Instruction —
Format every line of the data below as a JSON list of strings, with one string for each line and blank lines left out.
-- Records for the exercise follows --
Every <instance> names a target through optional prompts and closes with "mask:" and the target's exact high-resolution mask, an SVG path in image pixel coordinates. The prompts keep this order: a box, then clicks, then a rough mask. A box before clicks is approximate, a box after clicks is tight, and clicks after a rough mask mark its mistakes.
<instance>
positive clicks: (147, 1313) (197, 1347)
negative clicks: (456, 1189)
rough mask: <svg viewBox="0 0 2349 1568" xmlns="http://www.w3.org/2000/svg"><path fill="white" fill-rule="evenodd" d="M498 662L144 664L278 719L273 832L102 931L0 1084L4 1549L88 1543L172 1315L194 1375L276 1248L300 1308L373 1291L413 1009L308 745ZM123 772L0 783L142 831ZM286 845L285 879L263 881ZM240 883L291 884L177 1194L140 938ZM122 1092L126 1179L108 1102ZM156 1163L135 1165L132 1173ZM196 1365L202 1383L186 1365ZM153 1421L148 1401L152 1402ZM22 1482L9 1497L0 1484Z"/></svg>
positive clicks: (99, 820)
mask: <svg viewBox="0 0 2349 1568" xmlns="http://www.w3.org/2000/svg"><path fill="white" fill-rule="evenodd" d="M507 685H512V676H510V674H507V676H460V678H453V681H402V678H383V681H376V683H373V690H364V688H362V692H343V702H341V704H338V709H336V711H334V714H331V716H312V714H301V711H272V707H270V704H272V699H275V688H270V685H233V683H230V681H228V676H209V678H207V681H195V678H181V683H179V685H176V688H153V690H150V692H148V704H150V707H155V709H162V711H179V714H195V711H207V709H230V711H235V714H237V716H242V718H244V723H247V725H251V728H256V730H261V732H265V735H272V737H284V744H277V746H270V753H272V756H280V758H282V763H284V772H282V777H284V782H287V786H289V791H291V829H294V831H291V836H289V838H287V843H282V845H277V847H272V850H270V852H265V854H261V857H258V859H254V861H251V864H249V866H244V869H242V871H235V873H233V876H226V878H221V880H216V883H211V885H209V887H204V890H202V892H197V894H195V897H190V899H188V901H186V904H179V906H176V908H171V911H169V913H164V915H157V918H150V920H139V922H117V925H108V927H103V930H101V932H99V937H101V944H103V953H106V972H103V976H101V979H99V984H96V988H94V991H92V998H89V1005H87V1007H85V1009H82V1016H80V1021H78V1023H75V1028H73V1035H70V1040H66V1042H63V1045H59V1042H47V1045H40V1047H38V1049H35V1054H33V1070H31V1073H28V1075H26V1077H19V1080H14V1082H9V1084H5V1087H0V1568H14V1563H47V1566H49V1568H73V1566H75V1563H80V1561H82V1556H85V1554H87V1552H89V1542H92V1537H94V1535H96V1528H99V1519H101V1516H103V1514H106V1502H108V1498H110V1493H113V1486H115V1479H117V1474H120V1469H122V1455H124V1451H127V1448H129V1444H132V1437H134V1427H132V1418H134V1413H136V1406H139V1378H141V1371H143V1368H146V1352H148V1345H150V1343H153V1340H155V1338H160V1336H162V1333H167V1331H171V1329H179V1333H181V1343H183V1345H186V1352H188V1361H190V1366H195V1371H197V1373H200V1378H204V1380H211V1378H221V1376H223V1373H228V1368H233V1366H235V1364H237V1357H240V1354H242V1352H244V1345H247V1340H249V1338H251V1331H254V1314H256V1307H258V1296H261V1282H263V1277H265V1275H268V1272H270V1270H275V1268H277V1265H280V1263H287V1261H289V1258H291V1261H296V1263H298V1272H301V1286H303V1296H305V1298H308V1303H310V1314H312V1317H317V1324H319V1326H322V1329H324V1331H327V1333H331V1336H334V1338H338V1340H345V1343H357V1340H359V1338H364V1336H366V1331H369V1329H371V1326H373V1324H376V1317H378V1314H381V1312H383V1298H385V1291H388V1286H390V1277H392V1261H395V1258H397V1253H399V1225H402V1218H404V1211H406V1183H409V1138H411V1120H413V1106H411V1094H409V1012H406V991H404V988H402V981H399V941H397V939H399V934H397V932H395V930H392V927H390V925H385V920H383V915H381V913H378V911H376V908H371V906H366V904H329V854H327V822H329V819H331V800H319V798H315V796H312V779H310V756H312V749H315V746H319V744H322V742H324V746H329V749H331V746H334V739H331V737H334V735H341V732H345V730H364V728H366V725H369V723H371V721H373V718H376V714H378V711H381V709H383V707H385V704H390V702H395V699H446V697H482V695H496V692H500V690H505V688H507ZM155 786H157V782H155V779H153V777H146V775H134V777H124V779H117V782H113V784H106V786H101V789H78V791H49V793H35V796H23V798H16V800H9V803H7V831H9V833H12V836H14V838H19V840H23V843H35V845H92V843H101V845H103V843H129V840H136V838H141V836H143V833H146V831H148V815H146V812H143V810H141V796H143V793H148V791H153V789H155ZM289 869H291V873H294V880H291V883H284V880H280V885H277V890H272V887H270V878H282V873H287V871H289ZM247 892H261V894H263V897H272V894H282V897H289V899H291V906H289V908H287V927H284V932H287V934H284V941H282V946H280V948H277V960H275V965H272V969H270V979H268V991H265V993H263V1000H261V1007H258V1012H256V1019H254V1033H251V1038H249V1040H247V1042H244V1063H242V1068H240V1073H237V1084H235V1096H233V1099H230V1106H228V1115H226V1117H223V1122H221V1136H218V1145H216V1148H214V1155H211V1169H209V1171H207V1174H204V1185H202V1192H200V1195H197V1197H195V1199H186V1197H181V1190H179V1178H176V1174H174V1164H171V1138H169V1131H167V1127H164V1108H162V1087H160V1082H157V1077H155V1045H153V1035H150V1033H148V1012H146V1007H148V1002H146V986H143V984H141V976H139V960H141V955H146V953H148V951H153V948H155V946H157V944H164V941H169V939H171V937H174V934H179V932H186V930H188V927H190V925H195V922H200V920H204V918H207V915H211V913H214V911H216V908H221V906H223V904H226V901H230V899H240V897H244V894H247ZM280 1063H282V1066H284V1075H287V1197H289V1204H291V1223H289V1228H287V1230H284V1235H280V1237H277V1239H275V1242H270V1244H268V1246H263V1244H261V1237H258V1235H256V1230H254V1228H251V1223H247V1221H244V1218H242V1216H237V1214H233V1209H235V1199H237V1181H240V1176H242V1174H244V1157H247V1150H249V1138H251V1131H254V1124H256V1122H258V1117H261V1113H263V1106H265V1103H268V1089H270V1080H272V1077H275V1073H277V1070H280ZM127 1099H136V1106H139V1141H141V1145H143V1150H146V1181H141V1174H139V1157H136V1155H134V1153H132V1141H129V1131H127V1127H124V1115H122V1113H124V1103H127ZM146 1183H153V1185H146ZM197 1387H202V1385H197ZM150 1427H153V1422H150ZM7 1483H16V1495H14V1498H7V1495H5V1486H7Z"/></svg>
-- Records for the exercise concluded --
Solution for this exercise —
[
  "Every <instance> names a target through optional prompts and closes with \"mask:\" and the target's exact high-resolution mask, an SVG path in image pixel coordinates. The prompts keep this order: a box, then clicks, then a rough mask. A box before clicks is approximate, a box after clicks is tight, and clicks after a rough mask mark its mistakes.",
  "<instance>",
  "positive clicks: (147, 1313) (197, 1347)",
  "negative clicks: (456, 1189)",
  "rough mask: <svg viewBox=\"0 0 2349 1568\" xmlns=\"http://www.w3.org/2000/svg\"><path fill=\"white\" fill-rule=\"evenodd\" d=\"M498 662L144 664L278 719L273 832L102 931L0 1084L4 1549L88 1543L172 1315L194 1375L276 1248L300 1308L373 1291L413 1009L308 745ZM123 772L0 783L142 831ZM286 845L285 879L263 881ZM240 883L291 884L177 1194L140 938ZM122 1092L126 1179L108 1102ZM156 1163L135 1165L132 1173ZM196 1365L202 1383L186 1365ZM153 1421L148 1401L152 1402ZM22 1482L9 1497L0 1484Z\"/></svg>",
  "positive clicks: (99, 820)",
  "mask: <svg viewBox=\"0 0 2349 1568\" xmlns=\"http://www.w3.org/2000/svg\"><path fill=\"white\" fill-rule=\"evenodd\" d=\"M507 685H512V676H510V674H507V676H460V678H453V681H402V678H383V681H376V683H373V690H364V688H362V692H343V702H341V704H338V709H336V711H334V714H331V716H312V714H301V711H272V707H270V704H272V699H275V688H270V685H233V683H230V681H228V676H209V678H207V681H195V678H181V683H179V685H176V688H153V690H150V692H148V704H150V707H155V709H162V711H179V714H195V711H207V709H230V711H235V714H237V716H242V718H244V723H247V725H251V728H256V730H261V732H265V735H272V737H284V744H277V746H270V753H272V756H280V758H282V763H284V772H282V777H284V782H287V786H289V791H291V829H294V831H291V836H289V838H287V843H282V845H277V847H272V850H270V852H265V854H261V857H258V859H254V861H251V864H249V866H244V869H242V871H235V873H233V876H226V878H221V880H216V883H211V885H209V887H204V890H202V892H197V894H195V897H190V899H188V901H186V904H179V906H176V908H171V911H169V913H164V915H157V918H150V920H139V922H117V925H108V927H103V930H101V932H99V937H101V944H103V953H106V972H103V976H101V979H99V984H96V988H94V991H92V998H89V1005H87V1007H85V1009H82V1016H80V1021H78V1023H75V1028H73V1035H70V1040H66V1042H63V1045H59V1042H47V1045H40V1047H38V1049H35V1054H33V1070H31V1073H28V1075H26V1077H19V1080H14V1082H9V1084H5V1087H0V1568H14V1563H47V1566H49V1568H73V1566H75V1563H80V1561H82V1556H85V1554H87V1552H89V1542H92V1537H94V1535H96V1528H99V1519H101V1516H103V1514H106V1502H108V1498H110V1493H113V1486H115V1479H117V1474H120V1469H122V1455H124V1451H127V1448H129V1444H132V1437H134V1427H132V1418H134V1413H136V1406H139V1378H141V1371H143V1368H146V1352H148V1345H150V1343H153V1340H155V1338H160V1336H162V1333H167V1331H171V1329H179V1333H181V1343H183V1345H186V1352H188V1361H190V1366H195V1371H197V1373H200V1378H204V1380H211V1378H221V1376H223V1373H228V1368H233V1366H235V1364H237V1357H240V1354H242V1352H244V1345H247V1340H249V1338H251V1331H254V1314H256V1307H258V1296H261V1282H263V1277H265V1275H268V1272H270V1270H275V1268H277V1265H280V1263H287V1261H289V1258H291V1261H296V1263H298V1272H301V1286H303V1296H305V1298H308V1303H310V1314H312V1317H317V1324H319V1326H322V1329H324V1331H327V1333H331V1336H334V1338H338V1340H345V1343H357V1340H359V1338H364V1336H366V1331H369V1329H371V1326H373V1324H376V1317H378V1314H381V1312H383V1298H385V1291H388V1286H390V1277H392V1261H395V1258H397V1253H399V1225H402V1218H404V1211H406V1183H409V1138H411V1120H413V1106H411V1094H409V1012H406V991H404V988H402V981H399V941H397V939H399V934H397V932H395V930H392V927H390V925H385V920H383V915H381V913H378V911H376V908H371V906H366V904H329V854H327V822H329V819H331V800H319V798H315V796H312V779H310V756H312V749H315V746H319V744H322V742H324V746H329V749H331V746H334V739H331V737H334V735H341V732H345V730H364V728H366V725H369V723H371V721H373V718H376V714H378V711H381V709H383V707H385V704H390V702H395V699H446V697H482V695H496V692H500V690H505V688H507ZM155 786H157V782H155V779H153V777H146V775H134V777H124V779H117V782H113V784H106V786H101V789H78V791H49V793H35V796H23V798H16V800H9V803H7V831H9V833H12V836H14V838H19V840H23V843H35V845H92V843H101V845H103V843H129V840H136V838H141V836H143V833H146V831H148V815H146V812H143V810H141V796H143V793H148V791H153V789H155ZM289 869H291V873H294V880H291V883H284V880H280V885H277V890H272V887H270V878H282V873H287V871H289ZM247 892H261V894H263V897H272V894H282V897H289V899H291V906H289V908H287V927H284V932H287V934H284V941H282V946H280V948H277V960H275V965H272V969H270V979H268V991H265V993H263V1000H261V1007H258V1012H256V1019H254V1033H251V1038H249V1040H247V1042H244V1063H242V1068H240V1073H237V1084H235V1096H233V1099H230V1106H228V1115H226V1117H223V1122H221V1136H218V1145H216V1148H214V1155H211V1169H209V1171H207V1174H204V1185H202V1192H200V1195H197V1197H195V1199H186V1197H181V1190H179V1178H176V1174H174V1164H171V1138H169V1131H167V1127H164V1108H162V1087H160V1082H157V1077H155V1045H153V1035H150V1033H148V1012H146V1007H148V1002H146V986H143V984H141V976H139V960H141V955H146V953H148V951H153V948H155V946H157V944H164V941H169V939H171V937H174V934H179V932H186V930H188V927H190V925H195V922H200V920H204V918H207V915H211V913H214V911H216V908H221V906H223V904H226V901H230V899H240V897H244V894H247ZM280 1063H282V1066H284V1075H287V1197H289V1204H291V1223H289V1228H287V1230H284V1235H280V1237H277V1239H275V1242H270V1244H268V1246H263V1244H261V1237H258V1235H256V1230H254V1228H251V1223H247V1221H244V1218H242V1216H237V1214H233V1209H235V1199H237V1181H240V1176H242V1174H244V1157H247V1150H249V1138H251V1131H254V1124H256V1122H258V1117H261V1113H263V1106H265V1103H268V1089H270V1080H272V1077H275V1073H277V1070H280ZM127 1099H136V1106H139V1141H141V1145H143V1150H146V1181H141V1174H139V1157H136V1155H134V1153H132V1141H129V1131H127V1127H124V1115H122V1113H124V1103H127ZM146 1183H153V1185H146ZM197 1387H202V1385H197ZM150 1427H153V1422H150ZM7 1483H16V1495H14V1498H7V1495H5V1486H7Z\"/></svg>"
]